◆ EXERCISE: Would you retype each record exactly as given?

◆ PROVIDED RECORDS:
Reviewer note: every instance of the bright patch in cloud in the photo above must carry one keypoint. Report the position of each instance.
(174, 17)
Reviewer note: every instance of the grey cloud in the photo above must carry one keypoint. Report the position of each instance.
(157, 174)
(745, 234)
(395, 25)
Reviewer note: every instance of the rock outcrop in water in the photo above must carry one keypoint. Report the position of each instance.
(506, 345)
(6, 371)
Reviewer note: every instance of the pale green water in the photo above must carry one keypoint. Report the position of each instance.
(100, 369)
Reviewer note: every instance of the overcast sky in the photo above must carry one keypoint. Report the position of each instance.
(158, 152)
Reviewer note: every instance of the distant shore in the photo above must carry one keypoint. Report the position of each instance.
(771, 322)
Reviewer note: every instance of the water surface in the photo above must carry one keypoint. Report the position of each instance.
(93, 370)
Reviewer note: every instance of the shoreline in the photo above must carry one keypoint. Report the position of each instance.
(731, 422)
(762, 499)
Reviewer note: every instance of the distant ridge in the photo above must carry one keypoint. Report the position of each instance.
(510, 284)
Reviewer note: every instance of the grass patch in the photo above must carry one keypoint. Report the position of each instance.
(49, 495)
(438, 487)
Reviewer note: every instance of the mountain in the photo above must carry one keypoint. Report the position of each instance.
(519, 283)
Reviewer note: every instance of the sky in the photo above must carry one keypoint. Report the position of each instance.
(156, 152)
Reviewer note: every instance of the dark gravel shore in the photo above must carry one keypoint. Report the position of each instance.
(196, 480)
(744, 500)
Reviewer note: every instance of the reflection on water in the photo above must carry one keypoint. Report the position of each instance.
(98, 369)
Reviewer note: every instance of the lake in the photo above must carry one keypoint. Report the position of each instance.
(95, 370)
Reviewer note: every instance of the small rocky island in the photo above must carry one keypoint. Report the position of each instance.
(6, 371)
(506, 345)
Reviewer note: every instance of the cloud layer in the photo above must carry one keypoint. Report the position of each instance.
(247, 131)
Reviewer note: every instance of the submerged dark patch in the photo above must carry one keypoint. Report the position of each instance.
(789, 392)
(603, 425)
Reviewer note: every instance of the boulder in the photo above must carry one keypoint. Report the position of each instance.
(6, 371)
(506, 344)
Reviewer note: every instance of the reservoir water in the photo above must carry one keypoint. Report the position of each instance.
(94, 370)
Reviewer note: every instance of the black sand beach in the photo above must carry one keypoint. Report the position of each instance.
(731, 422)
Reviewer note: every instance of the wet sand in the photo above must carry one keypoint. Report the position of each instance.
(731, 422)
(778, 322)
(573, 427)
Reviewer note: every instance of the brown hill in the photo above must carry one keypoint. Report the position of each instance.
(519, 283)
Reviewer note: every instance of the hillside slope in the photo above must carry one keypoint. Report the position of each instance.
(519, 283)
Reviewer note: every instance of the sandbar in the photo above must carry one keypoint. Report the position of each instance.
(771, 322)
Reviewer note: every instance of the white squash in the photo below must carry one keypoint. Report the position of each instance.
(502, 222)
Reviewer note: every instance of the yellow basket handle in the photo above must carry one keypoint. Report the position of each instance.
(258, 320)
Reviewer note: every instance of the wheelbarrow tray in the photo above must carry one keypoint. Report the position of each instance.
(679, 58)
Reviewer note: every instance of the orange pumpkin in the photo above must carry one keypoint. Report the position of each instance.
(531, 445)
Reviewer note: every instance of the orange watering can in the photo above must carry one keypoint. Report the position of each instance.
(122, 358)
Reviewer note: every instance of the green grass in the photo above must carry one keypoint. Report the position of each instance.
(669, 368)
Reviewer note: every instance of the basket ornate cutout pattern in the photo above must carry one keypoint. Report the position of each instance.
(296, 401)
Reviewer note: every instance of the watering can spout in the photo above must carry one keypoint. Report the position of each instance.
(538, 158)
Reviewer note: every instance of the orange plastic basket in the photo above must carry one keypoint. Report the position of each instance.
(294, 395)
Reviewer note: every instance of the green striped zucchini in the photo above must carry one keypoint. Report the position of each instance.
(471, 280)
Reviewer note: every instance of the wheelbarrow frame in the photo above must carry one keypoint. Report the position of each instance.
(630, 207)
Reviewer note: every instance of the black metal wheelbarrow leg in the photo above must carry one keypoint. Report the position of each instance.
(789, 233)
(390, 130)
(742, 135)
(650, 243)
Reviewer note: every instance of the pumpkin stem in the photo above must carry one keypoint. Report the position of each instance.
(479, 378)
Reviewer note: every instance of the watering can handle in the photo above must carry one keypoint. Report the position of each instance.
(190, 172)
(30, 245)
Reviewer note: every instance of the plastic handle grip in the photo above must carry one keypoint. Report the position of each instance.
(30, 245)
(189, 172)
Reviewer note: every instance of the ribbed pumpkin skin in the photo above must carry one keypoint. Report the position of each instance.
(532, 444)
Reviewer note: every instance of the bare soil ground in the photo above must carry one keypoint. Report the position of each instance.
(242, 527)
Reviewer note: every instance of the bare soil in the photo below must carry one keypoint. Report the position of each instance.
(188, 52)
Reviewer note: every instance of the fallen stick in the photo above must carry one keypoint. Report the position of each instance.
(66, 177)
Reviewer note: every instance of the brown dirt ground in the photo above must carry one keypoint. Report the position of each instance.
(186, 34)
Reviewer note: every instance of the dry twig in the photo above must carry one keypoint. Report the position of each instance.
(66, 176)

◆ TASK RESPONSE:
Reviewer note: every instance of the bright patch in cloud in the photo above must carry one keypoint. Report the position of each instance.
(174, 17)
Reviewer note: every instance of the grey cloud in the photo above must carry one keypoint. Report the position of each instance.
(157, 174)
(745, 234)
(395, 25)
Reviewer note: every instance of the rock outcrop in water in the photo above must carry one keypoint. Report the position of each instance.
(506, 345)
(6, 371)
Reviewer note: every instance of the pale green water in the photo above must carry one keypoint. Report the position of each instance.
(100, 369)
Reviewer note: every instance of the overcast sky in the photo above must carry one keypoint. Report the position of each instance.
(158, 152)
Reviewer note: every instance of the distant shore in the photo above must carry one keypoint. Report the position of each instance.
(771, 322)
Reviewer note: every instance of the water surface in the photo above must carry one keypoint. Report the position of each instance.
(93, 370)
Reviewer note: every instance of the shoreline in the photo above must carry one keypoint. Report the position of each instance.
(731, 422)
(762, 499)
Reviewer note: every instance of the distant ridge in the photo above must carry one keypoint. Report the position of each instance.
(510, 284)
Reviewer note: every instance of the grass patch in the photo above must carry one keypoint. Report the position of each instance.
(49, 495)
(438, 487)
Reviewer note: every instance of the mountain in the photo above must carry one keypoint. Report the position of each instance.
(519, 283)
Reviewer note: every instance of the sky in the photo above must carry one keypoint. Report the position of each instance.
(156, 152)
Reviewer note: every instance of the dark gravel shore in the photo above must carry one keypoint. Report the position of each instance.
(196, 480)
(744, 500)
Reviewer note: every instance of the reflection on water in the photo above must carry one keypoint. Report the position of each instance.
(98, 369)
Reviewer note: every instance of the lake in the photo above must carry one keypoint. Report the position of each instance.
(95, 370)
Reviewer note: every instance of the small rocky island in the photo above must carry one keypoint. Report the position of each instance.
(6, 371)
(506, 345)
Reviewer note: every instance of the cloud layer in the photo above must carry one keypoint. Report the position of each instance.
(247, 131)
Reviewer note: every instance of the submerged dark patch in the photo above must carry one keypoint. Report the position of each instance.
(789, 392)
(603, 425)
Reviewer note: every instance of the boulder in the photo above must carry one keypoint. Report the position of each instance.
(6, 371)
(506, 344)
Reviewer note: every instance of the reservoir water in the photo above must carry one keypoint. Report the position of each instance.
(94, 370)
Reviewer note: every instance of the black sand beach in the photo above must carry one keypoint. Report the position of each instance.
(731, 422)
Reviewer note: every instance of the wet sand in the photo above must carry one keypoint. Report the position of each instance.
(731, 422)
(778, 322)
(573, 427)
Reviewer note: every instance of the brown hill in the photo above must carry one keypoint. Report the position of each instance.
(519, 283)
Reviewer note: every instance of the hillside slope in the photo above must carry one keypoint. Report the position of each instance.
(519, 283)
Reviewer note: every instance of the sandbar in the photo above must carry one keypoint. Report the position of each instance.
(771, 322)
Reviewer note: every instance of the white squash in the photo below must carry one keypoint. Report the position of each instance.
(502, 222)
Reviewer note: every instance of the yellow basket handle in the photo above must carry one keypoint. Report the position of each instance.
(258, 320)
Reviewer note: every instance of the wheelbarrow tray in the photo above must carry one keypoint. Report the position of each instance.
(679, 58)
Reviewer note: every instance of the orange pumpkin in the photo above must carry one keypoint. Report the position of each instance.
(531, 445)
Reviewer note: every instance of the orange watering can in the photo above must carry one keypoint. Report the position of each instance.
(122, 358)
Reviewer note: every instance of the green grass in the photo above must carry one keypoint. Report the position of each instance.
(669, 368)
Reviewer note: every instance of the basket ornate cutout pattern in the photo above must carry one keypoint. Report the position of each instance.
(296, 401)
Reviewer note: every instance of the watering can spout in the photo above must carry one keypoint. Report the position of each instance.
(538, 158)
Reviewer note: every instance of the orange plastic basket in the photo above must carry one keypoint. Report the position of each instance.
(294, 395)
Reviewer note: every instance of the green striped zucchini in the photo above must carry one keypoint. Report the position of each instance.
(471, 280)
Reviewer note: every instance of the wheelbarrow frame in the photo above must carry one keypoint. Report the position of each instance.
(630, 207)
Reviewer note: every instance of the black metal wheelbarrow leg in the photo above must carry one keypoint. Report the position of each instance.
(789, 233)
(390, 130)
(742, 135)
(650, 243)
Reviewer note: every instance of the pumpkin stem in the photo above must carry one keypoint. Report the position of each instance.
(479, 378)
Reviewer note: every instance of the watering can handle in the photo above must carry one keypoint. Report the position of each instance.
(190, 172)
(30, 245)
Reviewer note: every instance of the plastic handle grip in the photo above must carry one keypoint. Report the position of each instance.
(30, 245)
(189, 172)
Reviewer note: every instance of the ribbed pumpkin skin in the photo above must carry one keypoint. Report the position of each instance.
(532, 444)
Reviewer note: every instance of the bare soil ground in the photo above must carry one keypoint. Report the position of each instance.
(242, 527)
Reviewer note: every instance of the bare soil in the photo below must carry one keypoint. Report the position of each instance.
(188, 52)
Reviewer note: every instance of the fallen stick in the photo above must carry one keypoint. Report the position of each instance.
(66, 177)
Reviewer note: every instance of the brown dirt ground in the photo above must carry one keypoint. Report the position of each instance.
(186, 34)
Reviewer note: every instance of the dry twig in the photo above must carry one keypoint. Report the position of each instance.
(66, 176)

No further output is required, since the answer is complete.